> _INSTRUCTION_: Reproduce the records below in full and word for word, excluding pictures.

> _DATA FOR THE TASK_:
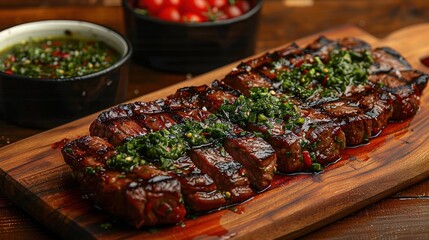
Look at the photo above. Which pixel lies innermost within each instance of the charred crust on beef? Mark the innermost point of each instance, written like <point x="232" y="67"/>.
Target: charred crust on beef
<point x="241" y="163"/>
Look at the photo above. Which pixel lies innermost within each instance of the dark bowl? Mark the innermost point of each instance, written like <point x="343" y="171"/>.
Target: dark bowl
<point x="190" y="47"/>
<point x="46" y="103"/>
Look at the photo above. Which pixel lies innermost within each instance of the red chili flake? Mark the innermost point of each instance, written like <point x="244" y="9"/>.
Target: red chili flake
<point x="307" y="158"/>
<point x="57" y="53"/>
<point x="325" y="81"/>
<point x="57" y="43"/>
<point x="12" y="58"/>
<point x="299" y="63"/>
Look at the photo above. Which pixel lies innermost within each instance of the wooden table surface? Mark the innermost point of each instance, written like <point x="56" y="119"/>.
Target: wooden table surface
<point x="404" y="215"/>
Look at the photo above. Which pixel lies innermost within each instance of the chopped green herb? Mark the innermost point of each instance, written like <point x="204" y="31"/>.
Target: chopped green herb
<point x="310" y="80"/>
<point x="57" y="57"/>
<point x="106" y="226"/>
<point x="90" y="170"/>
<point x="261" y="106"/>
<point x="165" y="146"/>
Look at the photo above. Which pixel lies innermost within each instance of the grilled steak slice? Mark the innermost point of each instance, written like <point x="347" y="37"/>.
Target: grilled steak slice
<point x="228" y="174"/>
<point x="188" y="97"/>
<point x="243" y="78"/>
<point x="356" y="125"/>
<point x="256" y="155"/>
<point x="314" y="101"/>
<point x="387" y="60"/>
<point x="146" y="196"/>
<point x="199" y="190"/>
<point x="289" y="151"/>
<point x="405" y="88"/>
<point x="119" y="123"/>
<point x="117" y="132"/>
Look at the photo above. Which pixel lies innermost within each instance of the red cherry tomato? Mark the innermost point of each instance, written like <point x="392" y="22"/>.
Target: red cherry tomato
<point x="232" y="11"/>
<point x="217" y="3"/>
<point x="171" y="14"/>
<point x="171" y="3"/>
<point x="192" y="17"/>
<point x="152" y="6"/>
<point x="243" y="5"/>
<point x="195" y="6"/>
<point x="307" y="158"/>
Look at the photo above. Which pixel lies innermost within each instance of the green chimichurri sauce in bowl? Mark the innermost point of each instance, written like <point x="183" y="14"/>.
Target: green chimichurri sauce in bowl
<point x="57" y="57"/>
<point x="55" y="71"/>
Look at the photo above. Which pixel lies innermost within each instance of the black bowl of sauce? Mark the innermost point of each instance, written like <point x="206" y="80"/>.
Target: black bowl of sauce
<point x="55" y="71"/>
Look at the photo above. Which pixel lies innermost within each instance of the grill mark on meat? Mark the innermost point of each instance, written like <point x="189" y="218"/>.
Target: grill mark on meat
<point x="405" y="88"/>
<point x="243" y="78"/>
<point x="256" y="155"/>
<point x="145" y="197"/>
<point x="386" y="60"/>
<point x="393" y="93"/>
<point x="228" y="174"/>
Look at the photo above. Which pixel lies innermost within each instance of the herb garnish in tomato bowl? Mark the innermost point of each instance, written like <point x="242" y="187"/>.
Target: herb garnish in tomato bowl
<point x="57" y="57"/>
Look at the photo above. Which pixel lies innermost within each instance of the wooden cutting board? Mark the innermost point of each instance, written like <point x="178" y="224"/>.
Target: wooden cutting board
<point x="34" y="176"/>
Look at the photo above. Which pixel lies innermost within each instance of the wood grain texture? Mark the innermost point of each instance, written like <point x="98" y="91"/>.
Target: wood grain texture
<point x="35" y="177"/>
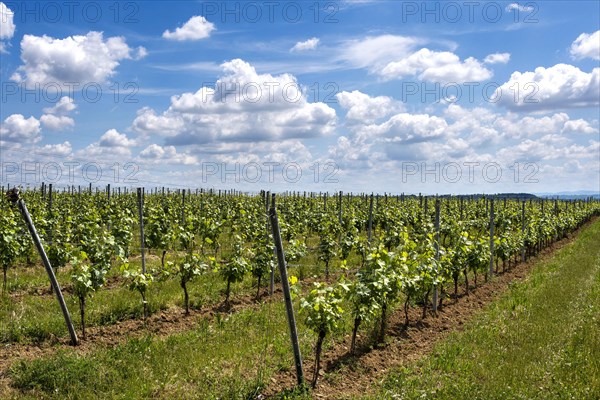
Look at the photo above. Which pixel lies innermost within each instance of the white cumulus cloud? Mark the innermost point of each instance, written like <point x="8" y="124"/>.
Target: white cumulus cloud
<point x="64" y="106"/>
<point x="7" y="25"/>
<point x="17" y="128"/>
<point x="57" y="122"/>
<point x="558" y="87"/>
<point x="78" y="58"/>
<point x="309" y="44"/>
<point x="167" y="154"/>
<point x="243" y="106"/>
<point x="587" y="45"/>
<point x="195" y="29"/>
<point x="112" y="138"/>
<point x="364" y="108"/>
<point x="497" y="58"/>
<point x="437" y="66"/>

> _TASK RESPONSE_:
Look at the photo above. Which pixel lies innermost within each instance of the charred crust on beef? Mark the innermost point of each instance, written like <point x="232" y="67"/>.
Target: charred crust on beef
<point x="241" y="163"/>
Look at the photo above. Which pixel lies innermost within each instance of the dark bowl? Mark the innermost point of each instance, written like <point x="343" y="171"/>.
Target: dark bowl
<point x="190" y="47"/>
<point x="46" y="103"/>
Look at the photo above. Which pixel lies innermost within each instance of the red chili flake? Mark the innermost point of each instance, written like <point x="244" y="9"/>.
Target: red chili flake
<point x="307" y="158"/>
<point x="57" y="53"/>
<point x="325" y="81"/>
<point x="57" y="43"/>
<point x="12" y="58"/>
<point x="299" y="63"/>
Look at the photo above. Which pixel lies innermost within each instance of the wooden table surface? Mark the innermost point of each instance, written like <point x="56" y="119"/>.
Target: wooden table surface
<point x="404" y="215"/>
Look at the photo above. Which pixel lies innermost within each instance of the chopped green herb? Mark the innermost point of each instance, written like <point x="204" y="31"/>.
Target: chopped green herb
<point x="310" y="80"/>
<point x="57" y="57"/>
<point x="106" y="226"/>
<point x="90" y="170"/>
<point x="261" y="106"/>
<point x="165" y="146"/>
Look at the photo above. Which pixel lies innermost within each instance of the grilled steak slice? Mark the innermost point of each instance, written like <point x="347" y="37"/>.
Target: grilled steak slice
<point x="228" y="174"/>
<point x="188" y="97"/>
<point x="243" y="78"/>
<point x="356" y="125"/>
<point x="256" y="155"/>
<point x="314" y="101"/>
<point x="387" y="60"/>
<point x="146" y="196"/>
<point x="199" y="190"/>
<point x="289" y="151"/>
<point x="405" y="88"/>
<point x="119" y="123"/>
<point x="117" y="132"/>
Look at the photo above. Which pixel lies innermost within each instance of the red cherry tomato? Mark the innermost point of each instance, written like <point x="392" y="22"/>.
Target: red cherry tomato
<point x="232" y="11"/>
<point x="217" y="3"/>
<point x="171" y="14"/>
<point x="171" y="3"/>
<point x="192" y="17"/>
<point x="152" y="6"/>
<point x="243" y="5"/>
<point x="195" y="6"/>
<point x="307" y="158"/>
Look at the photo above. Which pixel lies innermost within each instance of the green chimichurri sauce in bowl? Mark the innermost point of each instance, written like <point x="183" y="14"/>.
Target: green chimichurri sauce in bowl
<point x="57" y="57"/>
<point x="55" y="71"/>
Look at the photo above. Which pixel lies innermost within each instance of the black bowl of sauce? Mark the innermost point of each instance, written like <point x="206" y="80"/>.
Target: black bowl of sauce
<point x="55" y="71"/>
Look at the photo above. Which pixel lies innermost within each instance of the grill mark on meat? Mark the innermost point of each instance, written like <point x="189" y="218"/>.
Target: grill mark on meat
<point x="405" y="88"/>
<point x="243" y="78"/>
<point x="256" y="155"/>
<point x="145" y="197"/>
<point x="386" y="60"/>
<point x="393" y="93"/>
<point x="228" y="174"/>
Look at the photo above. Which pixel lies innermost within each instance of the herb garnish in tomato bowl? Mark the innermost point of each instance, written like <point x="242" y="187"/>.
Target: herb garnish in tomato bowl
<point x="57" y="57"/>
Look at the photo above. Which pixel lies innermost within each instance of the wooden cutting board? Mark the innermost point of each instance, written like <point x="178" y="224"/>.
Target: wooden cutting board
<point x="34" y="176"/>
Look at the photo above. Which pixel lies innermost within each instance of the wood grain texture? Mark the innermost point of each instance, written like <point x="98" y="91"/>.
Target: wood grain texture
<point x="35" y="177"/>
Look at the photo above. Which pixel lies innermost within each instance of the white cumulus cloud? Mark the innermost point of each instance, written like <point x="8" y="124"/>.
Target: white cumulus cloud
<point x="64" y="106"/>
<point x="7" y="25"/>
<point x="17" y="128"/>
<point x="57" y="122"/>
<point x="558" y="87"/>
<point x="78" y="58"/>
<point x="309" y="44"/>
<point x="167" y="154"/>
<point x="243" y="106"/>
<point x="587" y="45"/>
<point x="195" y="29"/>
<point x="112" y="138"/>
<point x="364" y="108"/>
<point x="497" y="58"/>
<point x="437" y="66"/>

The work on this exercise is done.